Exercise description:
Copy the material that follows word for word, keeping every line unchanged.

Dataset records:
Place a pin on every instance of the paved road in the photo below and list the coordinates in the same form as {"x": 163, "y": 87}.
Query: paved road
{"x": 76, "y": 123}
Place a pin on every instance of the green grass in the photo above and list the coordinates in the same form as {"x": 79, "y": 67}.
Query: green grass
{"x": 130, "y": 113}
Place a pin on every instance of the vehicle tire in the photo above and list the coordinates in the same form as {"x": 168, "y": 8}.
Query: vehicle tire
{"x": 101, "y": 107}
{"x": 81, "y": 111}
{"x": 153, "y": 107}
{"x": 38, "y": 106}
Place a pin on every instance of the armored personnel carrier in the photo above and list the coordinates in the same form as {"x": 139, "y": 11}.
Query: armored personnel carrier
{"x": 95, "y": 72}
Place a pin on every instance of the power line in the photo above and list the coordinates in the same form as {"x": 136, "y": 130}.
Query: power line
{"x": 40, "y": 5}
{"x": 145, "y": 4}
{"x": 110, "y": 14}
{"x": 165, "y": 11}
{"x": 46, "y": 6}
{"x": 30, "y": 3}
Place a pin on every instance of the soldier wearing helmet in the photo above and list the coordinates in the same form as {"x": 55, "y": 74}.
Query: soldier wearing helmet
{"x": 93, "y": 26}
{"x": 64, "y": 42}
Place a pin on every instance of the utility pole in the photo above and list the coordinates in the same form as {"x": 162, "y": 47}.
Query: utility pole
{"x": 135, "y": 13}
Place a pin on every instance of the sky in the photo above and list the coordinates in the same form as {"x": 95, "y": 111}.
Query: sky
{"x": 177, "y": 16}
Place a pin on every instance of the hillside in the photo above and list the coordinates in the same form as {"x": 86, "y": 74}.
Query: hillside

Solution:
Place a pin on every instance of the paved road in the photo below and list the coordinates in the same form as {"x": 163, "y": 87}.
Query: paved road
{"x": 76, "y": 123}
Place a pin on every instance of the green grass in the photo above and list the coordinates in the same form as {"x": 79, "y": 67}.
Query: green grass
{"x": 130, "y": 113}
Place a pin on every instance of the vehicle tire in the photo above and list the coordinates in the same form as {"x": 168, "y": 8}.
Query: vehicle tire
{"x": 101, "y": 107}
{"x": 81, "y": 111}
{"x": 153, "y": 107}
{"x": 38, "y": 106}
Place a pin on every instance of the armored personnel carrier in the photo above and list the coordinates in the same form as {"x": 139, "y": 11}.
Query: armored personnel carrier
{"x": 95, "y": 72}
Place a pin on every instance of the power line in the photo above and list the coordinates in the same form as {"x": 136, "y": 130}.
Query: power line
{"x": 40, "y": 5}
{"x": 145, "y": 4}
{"x": 110, "y": 14}
{"x": 165, "y": 11}
{"x": 46, "y": 6}
{"x": 30, "y": 3}
Place a pin on every instance of the soldier wearing helmet in the photo above and list the coordinates in the same form as {"x": 55, "y": 74}.
Query: soldier wearing helmet
{"x": 93, "y": 26}
{"x": 64, "y": 42}
Place a pin on every instance of the utility pole in the photo above and list the coordinates in the same form as {"x": 162, "y": 47}.
Query: utility pole
{"x": 135, "y": 13}
Place a pin on every instance of the sky in the photo above and list the coordinates in the same form as {"x": 95, "y": 111}.
Query: sky
{"x": 177, "y": 16}
Place a pin on every instance of the hillside in the photo above and list the coordinates in the same form as {"x": 86, "y": 74}.
Query: hillside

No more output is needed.